= Beginning of Section =

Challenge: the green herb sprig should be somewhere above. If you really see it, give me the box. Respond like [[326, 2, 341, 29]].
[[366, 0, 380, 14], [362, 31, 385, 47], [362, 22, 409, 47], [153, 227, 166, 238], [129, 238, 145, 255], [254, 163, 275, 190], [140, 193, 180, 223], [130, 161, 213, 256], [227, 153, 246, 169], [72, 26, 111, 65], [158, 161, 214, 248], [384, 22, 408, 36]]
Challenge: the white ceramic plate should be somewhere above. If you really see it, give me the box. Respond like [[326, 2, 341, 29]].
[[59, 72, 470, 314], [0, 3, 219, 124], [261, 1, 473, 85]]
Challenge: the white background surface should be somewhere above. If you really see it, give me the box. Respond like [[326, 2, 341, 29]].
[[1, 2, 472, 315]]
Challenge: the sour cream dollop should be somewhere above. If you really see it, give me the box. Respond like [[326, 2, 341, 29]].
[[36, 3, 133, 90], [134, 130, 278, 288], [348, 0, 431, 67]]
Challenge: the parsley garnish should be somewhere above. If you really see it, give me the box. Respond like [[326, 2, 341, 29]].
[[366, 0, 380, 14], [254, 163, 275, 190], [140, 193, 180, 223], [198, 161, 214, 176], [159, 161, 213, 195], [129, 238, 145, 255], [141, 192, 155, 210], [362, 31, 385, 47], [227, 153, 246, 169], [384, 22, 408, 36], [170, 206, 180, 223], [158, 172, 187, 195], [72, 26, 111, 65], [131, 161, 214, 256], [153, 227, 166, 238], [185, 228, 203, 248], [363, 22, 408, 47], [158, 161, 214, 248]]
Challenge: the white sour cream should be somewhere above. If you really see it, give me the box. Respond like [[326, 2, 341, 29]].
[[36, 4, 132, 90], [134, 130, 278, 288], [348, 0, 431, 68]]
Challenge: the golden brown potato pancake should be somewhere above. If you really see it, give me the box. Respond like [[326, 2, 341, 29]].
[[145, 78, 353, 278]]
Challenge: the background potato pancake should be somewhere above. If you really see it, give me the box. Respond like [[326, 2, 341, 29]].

= End of Section =

PROBLEM TO WORK ON: Write out exactly the lines of the entries above that run from the line containing "Challenge: the golden" through the last line, including both.

YOUR SOLUTION:
Challenge: the golden brown potato pancake should be somewhere above. If you really see it, give me the box. Respond like [[326, 2, 341, 29]].
[[145, 78, 353, 278]]
Challenge: the background potato pancake should be somewhere above. If you really see it, give me the box. Respond like [[326, 2, 341, 29]].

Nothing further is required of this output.